| What you are asked to do |
Return each line of the listing below verbatim, omitting nothing and adding nothing.

| Provided records |
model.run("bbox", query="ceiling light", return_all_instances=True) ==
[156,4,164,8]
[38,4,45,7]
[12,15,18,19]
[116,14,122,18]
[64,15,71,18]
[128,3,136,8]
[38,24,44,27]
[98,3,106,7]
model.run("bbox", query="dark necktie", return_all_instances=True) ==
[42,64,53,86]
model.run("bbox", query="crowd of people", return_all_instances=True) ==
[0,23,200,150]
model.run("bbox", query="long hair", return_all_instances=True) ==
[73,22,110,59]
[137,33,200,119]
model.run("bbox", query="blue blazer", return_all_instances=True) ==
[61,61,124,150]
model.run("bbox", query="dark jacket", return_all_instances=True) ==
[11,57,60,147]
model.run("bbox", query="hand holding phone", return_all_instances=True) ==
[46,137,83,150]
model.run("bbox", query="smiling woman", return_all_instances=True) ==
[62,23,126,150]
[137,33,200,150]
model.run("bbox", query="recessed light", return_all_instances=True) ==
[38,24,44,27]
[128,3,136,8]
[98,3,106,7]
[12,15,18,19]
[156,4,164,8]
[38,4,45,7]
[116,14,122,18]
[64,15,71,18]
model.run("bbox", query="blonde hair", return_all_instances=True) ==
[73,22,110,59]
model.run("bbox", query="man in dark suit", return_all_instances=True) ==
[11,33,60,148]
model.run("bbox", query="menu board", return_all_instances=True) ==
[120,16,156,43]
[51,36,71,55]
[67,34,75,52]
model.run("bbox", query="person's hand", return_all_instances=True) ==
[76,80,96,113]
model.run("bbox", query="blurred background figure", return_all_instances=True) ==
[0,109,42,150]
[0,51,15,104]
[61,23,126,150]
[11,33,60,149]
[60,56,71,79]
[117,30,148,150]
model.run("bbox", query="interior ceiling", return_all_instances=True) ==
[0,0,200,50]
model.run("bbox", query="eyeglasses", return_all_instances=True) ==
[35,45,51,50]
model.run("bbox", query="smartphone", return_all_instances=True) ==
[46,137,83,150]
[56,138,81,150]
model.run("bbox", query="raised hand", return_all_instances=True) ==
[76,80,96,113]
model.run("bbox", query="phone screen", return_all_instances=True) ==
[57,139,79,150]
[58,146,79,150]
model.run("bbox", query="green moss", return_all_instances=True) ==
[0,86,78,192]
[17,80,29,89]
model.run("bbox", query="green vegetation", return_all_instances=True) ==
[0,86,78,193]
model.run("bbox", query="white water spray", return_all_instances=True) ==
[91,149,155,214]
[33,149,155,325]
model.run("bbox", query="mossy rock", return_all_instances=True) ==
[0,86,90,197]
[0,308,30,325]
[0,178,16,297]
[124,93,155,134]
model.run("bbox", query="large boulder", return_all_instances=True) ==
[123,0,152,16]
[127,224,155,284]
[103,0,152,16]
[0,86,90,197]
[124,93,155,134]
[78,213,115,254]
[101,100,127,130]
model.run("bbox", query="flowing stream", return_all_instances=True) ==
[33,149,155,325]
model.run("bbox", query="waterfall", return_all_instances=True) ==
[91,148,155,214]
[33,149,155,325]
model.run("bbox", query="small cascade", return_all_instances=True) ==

| Completed task |
model.run("bbox", query="ceiling light", return_all_instances=True) ==
[156,4,164,8]
[38,4,45,7]
[12,15,18,19]
[116,14,122,18]
[64,15,71,18]
[128,3,136,8]
[38,24,44,27]
[98,3,106,7]
model.run("bbox", query="dark necktie", return_all_instances=True) ==
[42,64,53,86]
model.run("bbox", query="crowd of people", return_all_instances=True) ==
[0,23,200,150]
model.run("bbox", query="long hair", return_all_instances=True) ==
[73,22,110,59]
[137,33,200,119]
model.run("bbox", query="blue blazer", return_all_instances=True) ==
[61,61,124,150]
model.run("bbox", query="dark jacket", return_all_instances=True) ==
[11,57,60,147]
model.run("bbox", query="hand holding phone", return_all_instances=True) ==
[46,137,83,150]
model.run("bbox", query="smiling woman", return_all_instances=True) ==
[62,23,126,150]
[137,33,200,150]
model.run("bbox", query="recessed light", return_all_instances=True) ==
[38,24,44,27]
[128,3,136,8]
[98,3,106,7]
[12,15,18,19]
[156,4,164,8]
[38,4,45,7]
[116,14,122,18]
[64,15,71,18]
model.run("bbox", query="blonde hair", return_all_instances=True) ==
[73,22,110,59]
model.run("bbox", query="man in dark suit", return_all_instances=True) ==
[11,33,60,148]
model.run("bbox", query="menu board", return_all_instances=True) ==
[120,16,156,43]
[51,36,71,55]
[67,34,75,52]
model.run("bbox", query="person's hand", return_all_instances=True) ==
[76,80,96,113]
model.run("bbox", query="blurred background figure", return_all_instances=True) ==
[0,109,42,150]
[0,51,15,104]
[61,23,126,150]
[11,33,60,149]
[60,56,71,79]
[117,30,148,150]
model.run("bbox", query="interior ceiling", return_all_instances=True) ==
[0,0,200,50]
model.run("bbox", query="eyeglasses", return_all_instances=True) ==
[35,45,51,50]
model.run("bbox", query="smartphone", return_all_instances=True) ==
[46,137,83,150]
[56,138,81,150]
model.run("bbox", query="raised hand", return_all_instances=True) ==
[76,80,96,113]
model.run("bbox", query="phone screen", return_all_instances=True) ==
[57,139,79,150]
[58,146,79,150]
model.run("bbox", query="green moss", return_all_instances=True) ==
[0,86,78,192]
[17,80,29,89]
model.run("bbox", query="green vegetation", return_all_instances=True) ==
[0,86,78,193]
model.run("bbox", query="white water spray", return_all_instances=True) ==
[91,149,155,214]
[33,149,155,325]
model.run("bbox", query="mossy rock", return_all_instances=True) ==
[0,86,90,197]
[0,308,30,325]
[0,178,16,297]
[124,93,155,134]
model.run("bbox", query="large boulder", return_all_instances=True) ==
[123,0,152,16]
[127,224,155,284]
[103,0,152,16]
[0,86,90,197]
[124,93,155,134]
[78,213,115,254]
[101,100,127,130]
model.run("bbox", query="flowing stream", return_all_instances=True) ==
[33,149,155,325]
model.run("bbox", query="waterfall", return_all_instances=True) ==
[91,148,155,214]
[33,149,155,325]
model.run("bbox", query="small cascade", return_all_instances=True) ==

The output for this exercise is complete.